> **AIM OF THE TASK**: The records below must be reproduced exactly, excluding any pictures.

[INPUT — start]

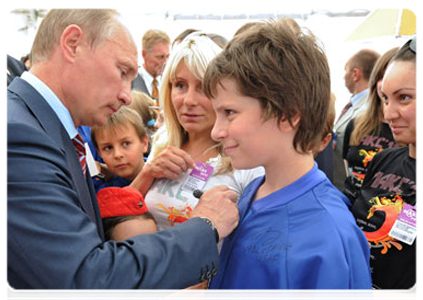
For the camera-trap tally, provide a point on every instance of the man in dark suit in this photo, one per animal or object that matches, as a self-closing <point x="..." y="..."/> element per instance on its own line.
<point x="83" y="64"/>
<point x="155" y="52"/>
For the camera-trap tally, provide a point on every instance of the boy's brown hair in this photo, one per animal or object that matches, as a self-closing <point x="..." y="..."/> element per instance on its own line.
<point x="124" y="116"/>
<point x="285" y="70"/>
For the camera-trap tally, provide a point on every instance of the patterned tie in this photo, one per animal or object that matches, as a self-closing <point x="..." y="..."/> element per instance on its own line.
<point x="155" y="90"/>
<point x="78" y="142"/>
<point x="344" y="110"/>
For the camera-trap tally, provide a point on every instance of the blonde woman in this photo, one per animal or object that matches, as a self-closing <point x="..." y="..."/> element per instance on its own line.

[INPUT — finish]

> **RESULT BELOW**:
For the camera-trap tally, provide a point on every instance of the man in dark suit in this photo, one per animal or object that matches, as a self-closing <point x="..." y="..."/> element per instance on its own line.
<point x="83" y="64"/>
<point x="155" y="52"/>
For the camera-trap tally, provide a point on every instance of the boy's brown hair in this photo, one per animal or object that matches, as a self-closing <point x="..." y="..."/> element per instance on its own line.
<point x="124" y="116"/>
<point x="285" y="70"/>
For the camera-trap tally, provide a point on every instance of the patterned tie in this photo, one per animal or object that matches, as a self-closing <point x="..." y="..."/> element per instance on its own line.
<point x="155" y="90"/>
<point x="78" y="142"/>
<point x="344" y="110"/>
For the camera-trap tally, provide a point on every instance of the blonde woman in this photo, one per animal or object that matches, as a self-closing <point x="..." y="..."/> element per instance on its own line.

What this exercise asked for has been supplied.